- Excerpt from a dataset -
· · · ·
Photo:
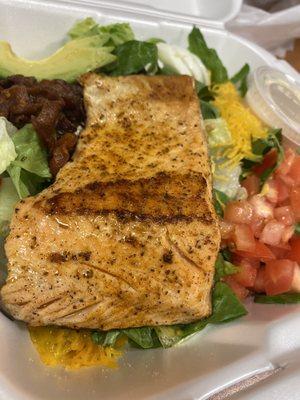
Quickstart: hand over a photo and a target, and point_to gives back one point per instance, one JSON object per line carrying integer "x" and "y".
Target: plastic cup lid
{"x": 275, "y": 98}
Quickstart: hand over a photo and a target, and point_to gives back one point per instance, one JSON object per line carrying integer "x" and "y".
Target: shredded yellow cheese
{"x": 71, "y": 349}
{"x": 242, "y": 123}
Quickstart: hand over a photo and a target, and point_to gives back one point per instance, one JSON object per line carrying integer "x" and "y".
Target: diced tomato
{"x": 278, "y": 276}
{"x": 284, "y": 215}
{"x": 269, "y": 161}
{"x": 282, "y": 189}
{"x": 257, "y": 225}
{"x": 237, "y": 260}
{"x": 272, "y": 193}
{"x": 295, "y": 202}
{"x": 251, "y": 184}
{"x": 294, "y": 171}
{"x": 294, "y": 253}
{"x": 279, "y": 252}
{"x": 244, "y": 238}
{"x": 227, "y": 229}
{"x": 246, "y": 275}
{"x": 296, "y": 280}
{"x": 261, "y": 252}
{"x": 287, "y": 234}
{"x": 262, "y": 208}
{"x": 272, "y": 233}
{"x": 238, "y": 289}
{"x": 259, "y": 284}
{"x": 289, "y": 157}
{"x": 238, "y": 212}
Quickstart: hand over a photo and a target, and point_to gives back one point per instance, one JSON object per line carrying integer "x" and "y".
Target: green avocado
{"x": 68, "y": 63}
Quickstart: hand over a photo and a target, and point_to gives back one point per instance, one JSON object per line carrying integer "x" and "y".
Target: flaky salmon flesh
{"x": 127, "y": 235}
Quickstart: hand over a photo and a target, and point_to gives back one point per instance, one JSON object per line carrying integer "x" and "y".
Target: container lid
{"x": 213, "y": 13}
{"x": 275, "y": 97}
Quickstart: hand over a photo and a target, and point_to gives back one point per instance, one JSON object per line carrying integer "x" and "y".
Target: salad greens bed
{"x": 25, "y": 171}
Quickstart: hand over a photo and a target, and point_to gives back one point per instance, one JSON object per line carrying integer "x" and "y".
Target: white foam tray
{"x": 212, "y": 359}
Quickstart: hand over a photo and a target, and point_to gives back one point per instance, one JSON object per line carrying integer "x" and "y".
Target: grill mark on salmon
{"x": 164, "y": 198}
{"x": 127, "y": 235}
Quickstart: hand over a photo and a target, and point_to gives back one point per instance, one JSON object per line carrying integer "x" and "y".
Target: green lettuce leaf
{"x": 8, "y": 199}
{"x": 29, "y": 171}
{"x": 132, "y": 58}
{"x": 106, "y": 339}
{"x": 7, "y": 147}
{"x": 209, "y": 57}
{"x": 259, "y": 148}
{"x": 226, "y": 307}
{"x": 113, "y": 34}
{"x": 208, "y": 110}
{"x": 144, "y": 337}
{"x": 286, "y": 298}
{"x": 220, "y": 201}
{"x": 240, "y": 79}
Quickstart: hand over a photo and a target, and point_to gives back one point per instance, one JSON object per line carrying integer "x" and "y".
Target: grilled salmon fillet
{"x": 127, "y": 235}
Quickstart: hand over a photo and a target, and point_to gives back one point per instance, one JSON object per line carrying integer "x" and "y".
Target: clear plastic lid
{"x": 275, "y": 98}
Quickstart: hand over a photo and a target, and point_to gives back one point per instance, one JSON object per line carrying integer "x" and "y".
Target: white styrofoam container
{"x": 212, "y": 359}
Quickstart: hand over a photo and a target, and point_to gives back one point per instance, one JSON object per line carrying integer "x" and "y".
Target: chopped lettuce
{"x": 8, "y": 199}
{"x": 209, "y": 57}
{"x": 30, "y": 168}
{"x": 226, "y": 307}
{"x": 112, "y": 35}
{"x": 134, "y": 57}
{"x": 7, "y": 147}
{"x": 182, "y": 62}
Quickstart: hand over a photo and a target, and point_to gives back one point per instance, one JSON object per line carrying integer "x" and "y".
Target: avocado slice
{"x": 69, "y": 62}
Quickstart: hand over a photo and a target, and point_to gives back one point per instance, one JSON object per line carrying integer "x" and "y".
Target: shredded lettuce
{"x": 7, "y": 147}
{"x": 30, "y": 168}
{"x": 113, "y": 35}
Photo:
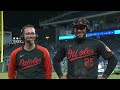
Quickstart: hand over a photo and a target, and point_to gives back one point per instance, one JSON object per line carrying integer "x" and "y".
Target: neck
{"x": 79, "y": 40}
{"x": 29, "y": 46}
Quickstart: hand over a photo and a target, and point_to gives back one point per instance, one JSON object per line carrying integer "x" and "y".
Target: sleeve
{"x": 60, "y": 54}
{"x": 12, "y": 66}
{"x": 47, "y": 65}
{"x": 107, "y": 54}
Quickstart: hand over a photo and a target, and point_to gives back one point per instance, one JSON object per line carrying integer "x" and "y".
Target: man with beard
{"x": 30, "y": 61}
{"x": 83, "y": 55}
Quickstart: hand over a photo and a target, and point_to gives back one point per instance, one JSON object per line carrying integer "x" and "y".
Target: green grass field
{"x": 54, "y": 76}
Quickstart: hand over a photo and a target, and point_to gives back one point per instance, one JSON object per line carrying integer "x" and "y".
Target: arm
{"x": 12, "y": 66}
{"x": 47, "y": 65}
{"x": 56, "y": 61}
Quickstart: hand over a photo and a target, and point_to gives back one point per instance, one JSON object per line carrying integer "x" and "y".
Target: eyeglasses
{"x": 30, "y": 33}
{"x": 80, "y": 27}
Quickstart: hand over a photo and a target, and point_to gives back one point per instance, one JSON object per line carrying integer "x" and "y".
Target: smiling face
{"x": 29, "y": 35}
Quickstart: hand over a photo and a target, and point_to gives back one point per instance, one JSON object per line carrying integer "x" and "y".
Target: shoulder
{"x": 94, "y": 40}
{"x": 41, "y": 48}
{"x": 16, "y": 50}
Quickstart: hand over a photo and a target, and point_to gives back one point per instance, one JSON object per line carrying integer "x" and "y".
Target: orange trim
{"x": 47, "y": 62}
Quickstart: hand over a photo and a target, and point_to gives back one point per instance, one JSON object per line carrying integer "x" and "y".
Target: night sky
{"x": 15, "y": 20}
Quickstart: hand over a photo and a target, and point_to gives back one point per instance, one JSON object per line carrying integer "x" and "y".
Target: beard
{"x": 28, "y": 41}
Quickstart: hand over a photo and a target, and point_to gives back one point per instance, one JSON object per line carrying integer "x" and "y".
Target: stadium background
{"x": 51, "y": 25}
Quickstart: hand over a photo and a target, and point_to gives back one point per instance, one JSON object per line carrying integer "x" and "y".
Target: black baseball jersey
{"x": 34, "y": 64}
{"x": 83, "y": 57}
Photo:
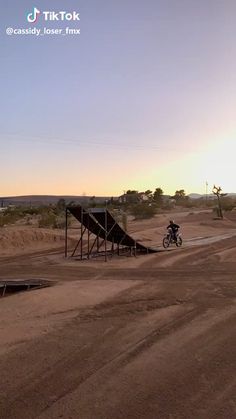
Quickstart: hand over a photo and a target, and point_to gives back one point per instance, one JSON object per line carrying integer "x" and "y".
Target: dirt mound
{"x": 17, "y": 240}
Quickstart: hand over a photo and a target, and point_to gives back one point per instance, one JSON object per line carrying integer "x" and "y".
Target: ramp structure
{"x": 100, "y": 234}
· · · ·
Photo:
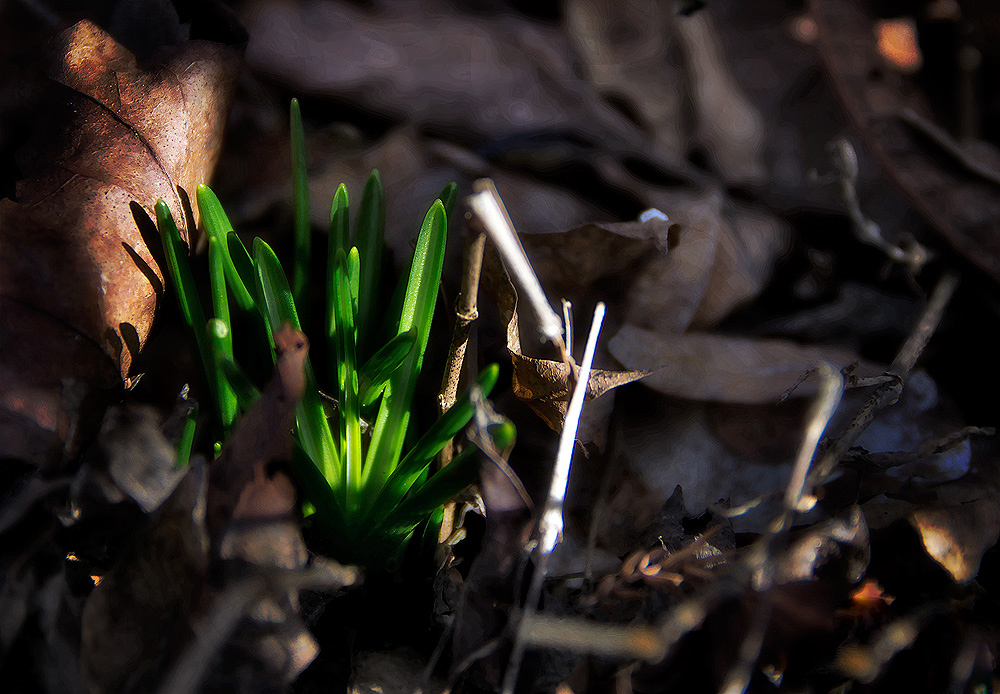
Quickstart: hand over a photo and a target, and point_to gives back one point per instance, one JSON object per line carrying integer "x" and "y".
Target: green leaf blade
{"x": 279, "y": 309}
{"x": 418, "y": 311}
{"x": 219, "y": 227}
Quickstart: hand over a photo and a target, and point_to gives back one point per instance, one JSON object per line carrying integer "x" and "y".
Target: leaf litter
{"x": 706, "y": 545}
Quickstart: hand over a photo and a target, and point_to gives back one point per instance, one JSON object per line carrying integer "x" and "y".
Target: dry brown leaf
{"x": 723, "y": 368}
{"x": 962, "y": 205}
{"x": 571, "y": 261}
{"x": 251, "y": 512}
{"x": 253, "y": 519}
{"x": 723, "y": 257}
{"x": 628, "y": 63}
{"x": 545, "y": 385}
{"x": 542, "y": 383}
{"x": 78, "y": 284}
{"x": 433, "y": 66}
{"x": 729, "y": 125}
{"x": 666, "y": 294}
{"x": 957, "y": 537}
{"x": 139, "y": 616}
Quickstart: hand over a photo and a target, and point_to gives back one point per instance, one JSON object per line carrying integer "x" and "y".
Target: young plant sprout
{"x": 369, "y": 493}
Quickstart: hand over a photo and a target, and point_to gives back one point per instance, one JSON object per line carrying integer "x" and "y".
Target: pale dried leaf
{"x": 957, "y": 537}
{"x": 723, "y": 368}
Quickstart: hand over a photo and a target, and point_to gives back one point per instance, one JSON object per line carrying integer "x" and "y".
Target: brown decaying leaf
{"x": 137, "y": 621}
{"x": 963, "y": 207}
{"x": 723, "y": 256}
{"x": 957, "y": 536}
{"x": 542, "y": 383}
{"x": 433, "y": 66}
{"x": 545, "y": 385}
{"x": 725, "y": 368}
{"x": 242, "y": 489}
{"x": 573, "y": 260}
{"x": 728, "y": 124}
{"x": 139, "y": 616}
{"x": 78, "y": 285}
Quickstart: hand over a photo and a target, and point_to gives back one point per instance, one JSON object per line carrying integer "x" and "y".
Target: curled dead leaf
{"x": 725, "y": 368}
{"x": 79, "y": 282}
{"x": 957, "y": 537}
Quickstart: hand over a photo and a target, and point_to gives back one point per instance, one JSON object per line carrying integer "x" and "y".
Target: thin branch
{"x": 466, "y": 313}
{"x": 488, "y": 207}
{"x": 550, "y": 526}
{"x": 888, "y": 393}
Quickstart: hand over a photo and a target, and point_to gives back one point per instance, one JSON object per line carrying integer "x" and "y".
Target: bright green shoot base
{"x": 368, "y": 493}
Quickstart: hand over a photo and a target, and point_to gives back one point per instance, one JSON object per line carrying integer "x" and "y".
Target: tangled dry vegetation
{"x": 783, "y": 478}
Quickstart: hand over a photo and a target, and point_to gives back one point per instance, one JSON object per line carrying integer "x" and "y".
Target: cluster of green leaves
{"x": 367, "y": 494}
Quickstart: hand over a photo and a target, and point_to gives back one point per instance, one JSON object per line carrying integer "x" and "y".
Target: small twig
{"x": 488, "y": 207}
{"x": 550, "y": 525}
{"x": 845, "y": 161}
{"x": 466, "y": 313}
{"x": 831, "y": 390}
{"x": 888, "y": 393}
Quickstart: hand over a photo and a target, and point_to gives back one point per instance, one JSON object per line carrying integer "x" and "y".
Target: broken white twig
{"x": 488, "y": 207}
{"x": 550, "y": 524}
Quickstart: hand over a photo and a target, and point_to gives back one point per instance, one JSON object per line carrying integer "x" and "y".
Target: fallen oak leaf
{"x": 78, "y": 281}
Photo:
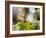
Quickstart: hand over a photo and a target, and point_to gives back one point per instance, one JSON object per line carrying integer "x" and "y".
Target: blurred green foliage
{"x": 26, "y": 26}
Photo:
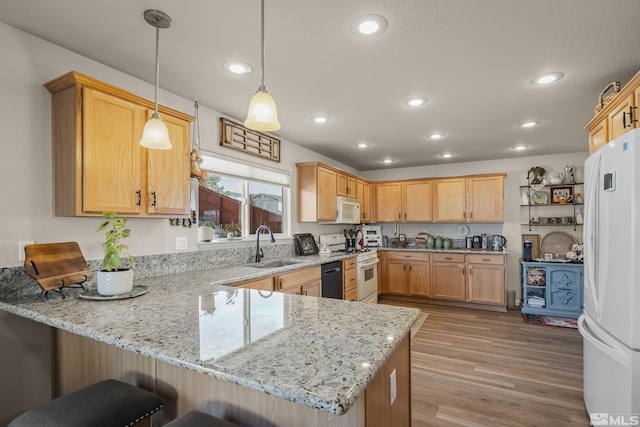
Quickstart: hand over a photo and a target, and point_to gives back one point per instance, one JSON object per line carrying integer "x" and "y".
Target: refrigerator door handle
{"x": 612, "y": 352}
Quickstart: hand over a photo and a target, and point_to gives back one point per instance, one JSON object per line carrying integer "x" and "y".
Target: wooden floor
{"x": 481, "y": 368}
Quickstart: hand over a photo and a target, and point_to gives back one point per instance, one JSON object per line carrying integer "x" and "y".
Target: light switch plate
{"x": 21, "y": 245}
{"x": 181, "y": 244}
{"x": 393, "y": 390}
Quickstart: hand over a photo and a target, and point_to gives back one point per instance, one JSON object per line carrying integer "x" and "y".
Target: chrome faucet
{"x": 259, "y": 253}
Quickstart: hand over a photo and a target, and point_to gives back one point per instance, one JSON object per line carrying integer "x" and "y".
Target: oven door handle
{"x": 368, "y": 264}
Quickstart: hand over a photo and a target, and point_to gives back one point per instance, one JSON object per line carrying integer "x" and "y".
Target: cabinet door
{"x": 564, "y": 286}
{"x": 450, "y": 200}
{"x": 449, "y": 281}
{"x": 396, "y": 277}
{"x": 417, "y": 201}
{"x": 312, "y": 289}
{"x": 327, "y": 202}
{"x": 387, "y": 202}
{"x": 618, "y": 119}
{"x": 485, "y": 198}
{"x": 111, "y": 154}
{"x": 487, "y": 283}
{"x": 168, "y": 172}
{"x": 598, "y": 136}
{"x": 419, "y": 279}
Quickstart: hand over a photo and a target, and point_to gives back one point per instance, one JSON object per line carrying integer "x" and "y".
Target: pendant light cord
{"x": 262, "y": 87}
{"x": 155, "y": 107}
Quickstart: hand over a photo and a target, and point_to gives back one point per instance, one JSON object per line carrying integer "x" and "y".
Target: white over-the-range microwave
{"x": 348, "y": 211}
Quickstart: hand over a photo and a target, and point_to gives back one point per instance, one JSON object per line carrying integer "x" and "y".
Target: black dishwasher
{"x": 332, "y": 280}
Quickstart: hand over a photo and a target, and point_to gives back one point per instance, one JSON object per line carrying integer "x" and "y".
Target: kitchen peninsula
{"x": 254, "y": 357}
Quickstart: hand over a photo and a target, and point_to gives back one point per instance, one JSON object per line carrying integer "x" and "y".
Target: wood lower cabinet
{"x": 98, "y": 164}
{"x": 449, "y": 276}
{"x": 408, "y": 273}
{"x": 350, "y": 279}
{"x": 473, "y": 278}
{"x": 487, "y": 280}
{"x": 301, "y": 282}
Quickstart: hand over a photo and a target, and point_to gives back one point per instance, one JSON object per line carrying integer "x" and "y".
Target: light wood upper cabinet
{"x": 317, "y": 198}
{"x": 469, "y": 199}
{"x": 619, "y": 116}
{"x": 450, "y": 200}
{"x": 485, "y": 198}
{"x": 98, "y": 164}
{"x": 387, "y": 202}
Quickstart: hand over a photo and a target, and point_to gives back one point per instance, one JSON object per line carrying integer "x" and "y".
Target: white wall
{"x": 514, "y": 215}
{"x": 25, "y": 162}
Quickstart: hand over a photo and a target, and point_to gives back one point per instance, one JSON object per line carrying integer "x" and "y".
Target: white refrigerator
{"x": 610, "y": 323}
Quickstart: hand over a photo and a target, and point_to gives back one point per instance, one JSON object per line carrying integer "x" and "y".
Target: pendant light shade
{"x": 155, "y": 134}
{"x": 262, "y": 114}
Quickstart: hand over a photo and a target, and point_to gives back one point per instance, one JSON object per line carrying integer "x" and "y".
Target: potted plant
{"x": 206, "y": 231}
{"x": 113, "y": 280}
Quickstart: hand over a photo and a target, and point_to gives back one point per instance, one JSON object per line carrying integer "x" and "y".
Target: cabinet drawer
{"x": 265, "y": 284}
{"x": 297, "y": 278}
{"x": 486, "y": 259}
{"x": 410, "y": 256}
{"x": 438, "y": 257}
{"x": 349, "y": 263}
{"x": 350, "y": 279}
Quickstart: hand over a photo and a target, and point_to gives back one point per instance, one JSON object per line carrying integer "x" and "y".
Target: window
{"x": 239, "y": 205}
· · · ·
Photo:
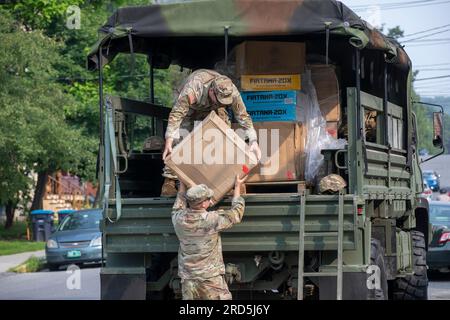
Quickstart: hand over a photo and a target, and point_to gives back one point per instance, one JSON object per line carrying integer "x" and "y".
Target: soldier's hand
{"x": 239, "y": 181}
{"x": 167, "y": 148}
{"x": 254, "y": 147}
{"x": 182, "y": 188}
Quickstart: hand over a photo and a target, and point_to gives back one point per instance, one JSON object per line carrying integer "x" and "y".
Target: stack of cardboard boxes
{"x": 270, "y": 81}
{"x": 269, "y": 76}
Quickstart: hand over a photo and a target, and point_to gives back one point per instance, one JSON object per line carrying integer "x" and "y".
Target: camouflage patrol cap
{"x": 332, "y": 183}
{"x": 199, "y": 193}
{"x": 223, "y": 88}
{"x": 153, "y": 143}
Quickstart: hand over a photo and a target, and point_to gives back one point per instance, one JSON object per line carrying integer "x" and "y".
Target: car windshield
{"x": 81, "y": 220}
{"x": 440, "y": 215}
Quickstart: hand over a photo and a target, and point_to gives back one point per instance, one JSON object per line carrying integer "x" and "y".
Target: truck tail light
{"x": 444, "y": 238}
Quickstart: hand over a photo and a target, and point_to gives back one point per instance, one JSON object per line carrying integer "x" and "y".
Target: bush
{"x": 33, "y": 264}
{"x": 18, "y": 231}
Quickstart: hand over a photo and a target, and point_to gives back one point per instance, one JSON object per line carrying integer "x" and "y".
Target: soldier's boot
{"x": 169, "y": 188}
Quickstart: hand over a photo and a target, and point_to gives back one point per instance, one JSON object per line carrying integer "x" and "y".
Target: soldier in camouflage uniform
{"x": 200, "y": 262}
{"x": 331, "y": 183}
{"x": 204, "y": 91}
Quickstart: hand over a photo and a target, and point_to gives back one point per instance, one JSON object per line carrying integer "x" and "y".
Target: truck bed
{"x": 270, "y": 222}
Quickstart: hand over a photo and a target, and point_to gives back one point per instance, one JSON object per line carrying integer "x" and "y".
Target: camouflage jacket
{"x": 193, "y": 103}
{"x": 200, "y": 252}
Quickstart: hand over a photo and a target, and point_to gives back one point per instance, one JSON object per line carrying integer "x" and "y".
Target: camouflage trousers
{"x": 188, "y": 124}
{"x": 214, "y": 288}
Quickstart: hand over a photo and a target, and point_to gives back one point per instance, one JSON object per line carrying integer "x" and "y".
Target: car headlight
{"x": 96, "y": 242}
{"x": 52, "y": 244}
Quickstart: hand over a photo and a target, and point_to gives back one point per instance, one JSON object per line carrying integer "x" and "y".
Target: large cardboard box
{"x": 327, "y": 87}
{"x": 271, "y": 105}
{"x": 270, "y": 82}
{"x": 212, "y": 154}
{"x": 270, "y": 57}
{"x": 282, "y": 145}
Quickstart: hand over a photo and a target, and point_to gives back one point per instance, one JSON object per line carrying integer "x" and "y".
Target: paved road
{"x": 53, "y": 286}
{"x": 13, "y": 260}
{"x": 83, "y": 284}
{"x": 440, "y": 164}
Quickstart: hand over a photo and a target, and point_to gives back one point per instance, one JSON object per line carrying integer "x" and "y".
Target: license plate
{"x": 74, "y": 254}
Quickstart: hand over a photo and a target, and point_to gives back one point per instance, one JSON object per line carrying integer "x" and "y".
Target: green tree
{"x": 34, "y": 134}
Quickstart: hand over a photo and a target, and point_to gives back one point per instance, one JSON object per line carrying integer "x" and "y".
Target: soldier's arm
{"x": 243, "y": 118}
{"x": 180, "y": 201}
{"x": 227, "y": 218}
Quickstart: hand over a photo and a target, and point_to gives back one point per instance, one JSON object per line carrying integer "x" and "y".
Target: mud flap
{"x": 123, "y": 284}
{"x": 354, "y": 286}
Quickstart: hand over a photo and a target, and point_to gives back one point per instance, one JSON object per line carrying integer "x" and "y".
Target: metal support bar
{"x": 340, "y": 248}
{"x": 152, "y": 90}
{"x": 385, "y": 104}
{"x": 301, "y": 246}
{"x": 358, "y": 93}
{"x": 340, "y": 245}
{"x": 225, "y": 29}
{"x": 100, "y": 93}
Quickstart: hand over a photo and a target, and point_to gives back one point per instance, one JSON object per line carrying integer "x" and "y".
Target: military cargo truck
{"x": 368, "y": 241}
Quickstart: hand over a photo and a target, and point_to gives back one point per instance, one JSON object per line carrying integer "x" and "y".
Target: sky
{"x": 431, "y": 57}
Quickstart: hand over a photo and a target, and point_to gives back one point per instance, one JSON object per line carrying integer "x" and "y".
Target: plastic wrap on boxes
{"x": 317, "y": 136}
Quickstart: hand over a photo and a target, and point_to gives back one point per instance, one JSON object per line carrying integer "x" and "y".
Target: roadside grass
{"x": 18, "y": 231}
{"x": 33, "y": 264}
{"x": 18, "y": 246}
· · · ·
- Job -
Count the lines of the records above that contain the string "leaf". Give only the number.

- Answer below -
8